▸ TASK BRIEF:
Once the line containing "Target: red plastic strip curtain" is found, copy that line and all remaining lines of the records exactly, including the last one, and add nothing.

══ DATA LISTING ══

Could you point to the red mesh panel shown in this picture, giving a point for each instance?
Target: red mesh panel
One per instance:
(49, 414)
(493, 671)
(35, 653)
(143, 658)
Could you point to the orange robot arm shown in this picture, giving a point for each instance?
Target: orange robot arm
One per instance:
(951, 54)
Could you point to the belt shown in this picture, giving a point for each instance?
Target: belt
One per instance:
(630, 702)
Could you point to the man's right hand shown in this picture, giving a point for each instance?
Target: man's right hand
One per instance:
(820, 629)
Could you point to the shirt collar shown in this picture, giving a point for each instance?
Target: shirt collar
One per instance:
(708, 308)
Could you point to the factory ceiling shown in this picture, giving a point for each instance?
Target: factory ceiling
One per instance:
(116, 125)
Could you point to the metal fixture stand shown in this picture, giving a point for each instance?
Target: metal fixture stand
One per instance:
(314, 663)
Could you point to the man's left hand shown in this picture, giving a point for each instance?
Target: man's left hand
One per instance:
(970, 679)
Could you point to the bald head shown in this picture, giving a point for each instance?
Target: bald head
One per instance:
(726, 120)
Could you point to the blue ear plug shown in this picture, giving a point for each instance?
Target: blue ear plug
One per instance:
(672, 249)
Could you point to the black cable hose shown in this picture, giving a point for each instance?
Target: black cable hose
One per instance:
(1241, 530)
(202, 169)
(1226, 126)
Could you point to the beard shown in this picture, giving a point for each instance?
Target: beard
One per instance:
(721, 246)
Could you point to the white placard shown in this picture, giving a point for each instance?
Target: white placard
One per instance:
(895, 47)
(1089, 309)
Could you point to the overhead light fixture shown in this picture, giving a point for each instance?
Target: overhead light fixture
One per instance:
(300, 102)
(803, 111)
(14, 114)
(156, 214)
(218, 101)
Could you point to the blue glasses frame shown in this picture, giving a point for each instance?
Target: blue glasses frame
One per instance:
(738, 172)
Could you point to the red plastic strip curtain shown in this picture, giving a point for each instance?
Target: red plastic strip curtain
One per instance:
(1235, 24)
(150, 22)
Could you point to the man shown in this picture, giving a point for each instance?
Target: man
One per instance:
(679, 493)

═══

▸ RESPONSE TO THE EXERCISE:
Target: red plastic strip curtain
One per instance:
(1235, 24)
(150, 22)
Could you point to the man shown in this picture, giving a point for each instance?
Target: man
One per instance:
(679, 493)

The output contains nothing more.